Task objective → Repeat, exactly and alone, every line from the line that contains "point_to SHOULD place one pin on every instance of the glass" to the end of the entries.

Saved data entries:
------------------------------------

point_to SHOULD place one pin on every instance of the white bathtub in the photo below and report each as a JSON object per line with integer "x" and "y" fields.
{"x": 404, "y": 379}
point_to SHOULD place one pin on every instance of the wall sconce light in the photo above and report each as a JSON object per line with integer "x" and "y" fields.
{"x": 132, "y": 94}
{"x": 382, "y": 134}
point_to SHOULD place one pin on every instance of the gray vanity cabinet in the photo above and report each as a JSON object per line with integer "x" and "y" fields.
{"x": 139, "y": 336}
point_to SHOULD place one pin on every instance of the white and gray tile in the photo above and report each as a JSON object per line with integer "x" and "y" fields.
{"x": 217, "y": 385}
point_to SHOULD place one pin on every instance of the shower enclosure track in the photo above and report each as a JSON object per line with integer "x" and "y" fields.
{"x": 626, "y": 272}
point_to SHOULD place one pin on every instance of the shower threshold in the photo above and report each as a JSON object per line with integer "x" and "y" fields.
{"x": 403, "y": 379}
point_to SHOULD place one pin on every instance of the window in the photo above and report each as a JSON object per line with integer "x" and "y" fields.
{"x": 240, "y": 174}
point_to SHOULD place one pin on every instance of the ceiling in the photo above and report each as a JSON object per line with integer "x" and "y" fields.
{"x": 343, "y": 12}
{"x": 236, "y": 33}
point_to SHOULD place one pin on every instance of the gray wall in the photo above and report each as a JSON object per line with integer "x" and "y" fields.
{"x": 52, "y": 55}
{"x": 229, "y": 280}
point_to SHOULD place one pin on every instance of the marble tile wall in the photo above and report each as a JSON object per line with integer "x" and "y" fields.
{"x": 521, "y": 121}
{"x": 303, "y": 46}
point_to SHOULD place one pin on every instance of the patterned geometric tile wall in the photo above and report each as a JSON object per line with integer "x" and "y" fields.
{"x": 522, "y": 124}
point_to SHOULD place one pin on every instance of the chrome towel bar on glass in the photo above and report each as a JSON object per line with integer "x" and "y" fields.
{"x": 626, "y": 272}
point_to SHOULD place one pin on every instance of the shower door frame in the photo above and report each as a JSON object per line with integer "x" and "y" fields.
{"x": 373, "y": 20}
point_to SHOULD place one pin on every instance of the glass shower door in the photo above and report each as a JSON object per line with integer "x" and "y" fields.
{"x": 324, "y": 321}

------------------------------------

Response area →
point_to SHOULD place one pin on every instance of the glass shower door in the photo above and report each as a JSON object per line with integer "x" and "y" fields.
{"x": 324, "y": 321}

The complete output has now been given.